TASK: Would you restate, exactly as they appear, the lines from the one containing "sign in the photo above." through the end of the data below?

Location identification items:
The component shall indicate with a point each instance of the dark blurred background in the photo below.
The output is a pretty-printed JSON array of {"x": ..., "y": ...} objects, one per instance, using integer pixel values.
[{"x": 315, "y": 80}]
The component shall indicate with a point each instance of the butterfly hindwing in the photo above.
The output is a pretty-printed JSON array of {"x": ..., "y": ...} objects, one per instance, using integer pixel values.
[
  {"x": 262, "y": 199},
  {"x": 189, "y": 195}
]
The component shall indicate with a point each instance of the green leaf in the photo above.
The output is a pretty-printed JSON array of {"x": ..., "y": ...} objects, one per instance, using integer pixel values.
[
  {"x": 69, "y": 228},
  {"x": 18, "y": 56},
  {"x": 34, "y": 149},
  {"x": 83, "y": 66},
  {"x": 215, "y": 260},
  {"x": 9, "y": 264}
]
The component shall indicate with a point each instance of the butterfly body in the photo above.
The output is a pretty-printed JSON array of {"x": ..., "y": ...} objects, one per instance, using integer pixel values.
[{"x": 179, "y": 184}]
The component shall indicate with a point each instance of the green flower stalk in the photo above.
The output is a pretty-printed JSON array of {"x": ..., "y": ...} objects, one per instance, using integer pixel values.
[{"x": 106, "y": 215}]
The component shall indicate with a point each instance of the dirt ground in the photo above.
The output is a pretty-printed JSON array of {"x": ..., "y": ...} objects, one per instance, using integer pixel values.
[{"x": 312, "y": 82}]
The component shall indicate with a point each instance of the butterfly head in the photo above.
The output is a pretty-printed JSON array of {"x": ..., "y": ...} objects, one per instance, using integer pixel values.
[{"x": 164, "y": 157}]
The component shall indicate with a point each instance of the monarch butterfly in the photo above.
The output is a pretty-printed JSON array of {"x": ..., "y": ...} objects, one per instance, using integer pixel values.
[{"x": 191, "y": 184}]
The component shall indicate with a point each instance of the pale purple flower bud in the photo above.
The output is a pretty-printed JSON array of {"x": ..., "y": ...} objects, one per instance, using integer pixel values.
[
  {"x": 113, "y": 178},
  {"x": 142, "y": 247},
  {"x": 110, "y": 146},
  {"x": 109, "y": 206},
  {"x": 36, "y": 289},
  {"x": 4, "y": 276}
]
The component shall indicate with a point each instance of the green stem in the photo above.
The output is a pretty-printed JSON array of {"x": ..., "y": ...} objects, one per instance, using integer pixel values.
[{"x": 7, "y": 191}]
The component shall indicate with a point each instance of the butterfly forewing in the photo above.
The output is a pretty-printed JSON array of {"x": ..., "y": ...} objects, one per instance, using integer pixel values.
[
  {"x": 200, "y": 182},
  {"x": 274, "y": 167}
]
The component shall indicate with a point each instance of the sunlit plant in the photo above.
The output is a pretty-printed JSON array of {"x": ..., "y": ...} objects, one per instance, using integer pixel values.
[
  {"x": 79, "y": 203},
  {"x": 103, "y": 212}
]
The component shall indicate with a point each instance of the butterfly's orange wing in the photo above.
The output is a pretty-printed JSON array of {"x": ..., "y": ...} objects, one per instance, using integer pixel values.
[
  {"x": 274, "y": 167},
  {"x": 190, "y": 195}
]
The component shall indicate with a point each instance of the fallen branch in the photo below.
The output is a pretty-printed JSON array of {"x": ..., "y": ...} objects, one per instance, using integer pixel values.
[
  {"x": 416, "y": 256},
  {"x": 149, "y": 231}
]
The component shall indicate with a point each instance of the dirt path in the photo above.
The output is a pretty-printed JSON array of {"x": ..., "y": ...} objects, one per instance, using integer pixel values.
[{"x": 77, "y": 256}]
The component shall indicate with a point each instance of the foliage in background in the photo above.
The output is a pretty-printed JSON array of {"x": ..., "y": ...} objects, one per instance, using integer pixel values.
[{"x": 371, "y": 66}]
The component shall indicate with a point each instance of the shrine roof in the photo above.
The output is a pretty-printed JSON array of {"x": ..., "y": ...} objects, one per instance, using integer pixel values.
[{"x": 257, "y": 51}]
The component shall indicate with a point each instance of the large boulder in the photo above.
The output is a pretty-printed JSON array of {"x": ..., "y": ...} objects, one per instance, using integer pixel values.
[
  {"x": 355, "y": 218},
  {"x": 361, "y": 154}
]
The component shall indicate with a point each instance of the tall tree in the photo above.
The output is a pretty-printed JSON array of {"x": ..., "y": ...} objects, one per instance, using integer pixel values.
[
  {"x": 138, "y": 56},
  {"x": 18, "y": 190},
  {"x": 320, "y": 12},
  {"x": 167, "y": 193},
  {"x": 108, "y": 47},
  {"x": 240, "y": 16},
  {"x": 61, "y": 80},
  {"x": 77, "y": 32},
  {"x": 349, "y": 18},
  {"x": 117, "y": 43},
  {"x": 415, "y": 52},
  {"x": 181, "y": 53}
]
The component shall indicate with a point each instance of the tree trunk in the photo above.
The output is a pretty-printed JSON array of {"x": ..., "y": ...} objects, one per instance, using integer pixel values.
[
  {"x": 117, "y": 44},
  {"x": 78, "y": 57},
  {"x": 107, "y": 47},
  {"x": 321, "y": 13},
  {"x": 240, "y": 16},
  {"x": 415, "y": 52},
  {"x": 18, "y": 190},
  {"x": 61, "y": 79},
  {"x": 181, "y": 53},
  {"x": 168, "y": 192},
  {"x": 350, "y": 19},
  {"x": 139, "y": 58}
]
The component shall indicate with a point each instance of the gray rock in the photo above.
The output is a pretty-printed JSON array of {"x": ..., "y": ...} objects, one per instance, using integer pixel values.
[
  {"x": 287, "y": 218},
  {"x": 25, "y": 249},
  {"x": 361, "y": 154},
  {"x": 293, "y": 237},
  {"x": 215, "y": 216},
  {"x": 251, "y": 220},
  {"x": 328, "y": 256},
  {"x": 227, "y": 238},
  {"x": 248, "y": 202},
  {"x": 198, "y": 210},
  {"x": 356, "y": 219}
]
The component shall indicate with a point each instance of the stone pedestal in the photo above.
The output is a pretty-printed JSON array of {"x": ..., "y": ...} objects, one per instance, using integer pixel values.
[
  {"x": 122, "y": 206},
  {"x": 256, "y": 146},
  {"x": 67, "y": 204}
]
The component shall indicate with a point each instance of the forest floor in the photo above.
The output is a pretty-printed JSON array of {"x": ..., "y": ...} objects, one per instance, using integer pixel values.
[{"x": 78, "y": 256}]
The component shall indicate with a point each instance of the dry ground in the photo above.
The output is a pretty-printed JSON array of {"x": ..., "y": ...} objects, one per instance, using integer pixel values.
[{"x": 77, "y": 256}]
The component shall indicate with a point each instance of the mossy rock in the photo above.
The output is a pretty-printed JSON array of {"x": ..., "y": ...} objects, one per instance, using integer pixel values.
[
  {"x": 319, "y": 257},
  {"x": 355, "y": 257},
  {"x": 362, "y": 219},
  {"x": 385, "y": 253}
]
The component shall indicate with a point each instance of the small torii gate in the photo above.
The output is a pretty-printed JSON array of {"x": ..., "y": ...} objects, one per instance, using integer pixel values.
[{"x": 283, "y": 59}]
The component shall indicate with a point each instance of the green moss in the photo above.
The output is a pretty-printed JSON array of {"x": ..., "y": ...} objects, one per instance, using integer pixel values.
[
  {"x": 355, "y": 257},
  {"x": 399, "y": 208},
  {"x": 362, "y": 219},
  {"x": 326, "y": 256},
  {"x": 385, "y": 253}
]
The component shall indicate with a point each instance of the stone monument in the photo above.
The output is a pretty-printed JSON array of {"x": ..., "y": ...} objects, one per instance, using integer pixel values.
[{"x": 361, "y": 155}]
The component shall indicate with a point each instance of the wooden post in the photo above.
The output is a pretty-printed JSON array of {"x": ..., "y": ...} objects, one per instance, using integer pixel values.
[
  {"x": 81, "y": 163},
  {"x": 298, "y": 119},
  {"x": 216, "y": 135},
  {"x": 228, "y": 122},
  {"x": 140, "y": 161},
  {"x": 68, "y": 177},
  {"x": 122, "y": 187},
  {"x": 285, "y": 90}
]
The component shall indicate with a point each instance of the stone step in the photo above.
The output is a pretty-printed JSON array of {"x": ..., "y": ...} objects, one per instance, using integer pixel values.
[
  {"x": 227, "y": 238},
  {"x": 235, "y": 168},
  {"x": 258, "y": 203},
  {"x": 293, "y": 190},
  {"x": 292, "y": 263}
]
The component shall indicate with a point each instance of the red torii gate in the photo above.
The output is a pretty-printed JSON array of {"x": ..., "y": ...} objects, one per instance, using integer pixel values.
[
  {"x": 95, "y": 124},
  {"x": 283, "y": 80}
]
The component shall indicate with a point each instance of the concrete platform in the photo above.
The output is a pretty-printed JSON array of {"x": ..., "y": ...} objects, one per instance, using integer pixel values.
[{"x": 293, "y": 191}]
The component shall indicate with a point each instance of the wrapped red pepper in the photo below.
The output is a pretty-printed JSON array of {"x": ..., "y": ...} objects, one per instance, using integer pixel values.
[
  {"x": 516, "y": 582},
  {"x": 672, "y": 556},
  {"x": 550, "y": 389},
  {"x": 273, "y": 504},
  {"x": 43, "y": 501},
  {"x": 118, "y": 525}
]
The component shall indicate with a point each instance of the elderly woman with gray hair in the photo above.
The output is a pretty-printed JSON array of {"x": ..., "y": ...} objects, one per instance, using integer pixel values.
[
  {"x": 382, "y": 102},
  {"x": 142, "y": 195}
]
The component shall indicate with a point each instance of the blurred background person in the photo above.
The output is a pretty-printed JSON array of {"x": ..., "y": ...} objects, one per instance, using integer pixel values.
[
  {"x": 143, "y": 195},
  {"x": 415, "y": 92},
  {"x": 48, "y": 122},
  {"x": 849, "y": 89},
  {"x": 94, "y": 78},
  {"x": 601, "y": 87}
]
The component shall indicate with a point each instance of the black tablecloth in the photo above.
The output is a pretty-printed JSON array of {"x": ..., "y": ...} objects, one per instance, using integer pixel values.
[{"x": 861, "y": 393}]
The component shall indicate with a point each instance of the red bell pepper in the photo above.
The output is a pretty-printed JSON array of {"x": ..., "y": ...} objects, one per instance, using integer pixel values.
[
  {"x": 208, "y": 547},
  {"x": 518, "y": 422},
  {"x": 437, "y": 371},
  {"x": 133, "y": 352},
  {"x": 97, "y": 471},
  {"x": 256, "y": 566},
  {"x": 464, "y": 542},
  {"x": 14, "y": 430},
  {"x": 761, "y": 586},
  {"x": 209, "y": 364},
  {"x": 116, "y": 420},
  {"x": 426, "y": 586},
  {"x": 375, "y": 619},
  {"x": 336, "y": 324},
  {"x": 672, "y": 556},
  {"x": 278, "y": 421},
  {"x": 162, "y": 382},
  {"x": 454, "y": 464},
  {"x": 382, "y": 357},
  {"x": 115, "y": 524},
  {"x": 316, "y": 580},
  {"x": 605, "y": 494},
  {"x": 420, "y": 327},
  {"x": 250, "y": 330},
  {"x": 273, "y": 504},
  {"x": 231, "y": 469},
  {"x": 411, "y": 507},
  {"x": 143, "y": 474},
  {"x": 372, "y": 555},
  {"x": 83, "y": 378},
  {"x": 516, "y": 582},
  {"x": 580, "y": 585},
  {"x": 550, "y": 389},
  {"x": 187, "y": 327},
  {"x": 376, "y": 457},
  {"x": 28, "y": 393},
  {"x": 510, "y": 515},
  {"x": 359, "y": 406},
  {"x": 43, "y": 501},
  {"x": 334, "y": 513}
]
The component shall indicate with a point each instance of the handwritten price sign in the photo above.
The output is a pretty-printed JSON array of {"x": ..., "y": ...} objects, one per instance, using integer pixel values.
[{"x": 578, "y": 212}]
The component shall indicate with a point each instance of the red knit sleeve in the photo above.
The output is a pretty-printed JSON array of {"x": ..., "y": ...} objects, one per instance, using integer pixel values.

SOLVED PROBLEM:
The component shall indicate with a point each instance of the handwritten price sign in the photo above.
The output is a pretty-printed JSON array of {"x": ..., "y": ...} objects, one per instance, using integer pixel values.
[{"x": 578, "y": 212}]
The component shall indicate with a point each instance of the red knit sleeve in the photo above.
The output is a pretty-printed JSON array of {"x": ..., "y": ...} objects, one per instance, using integer pixel values.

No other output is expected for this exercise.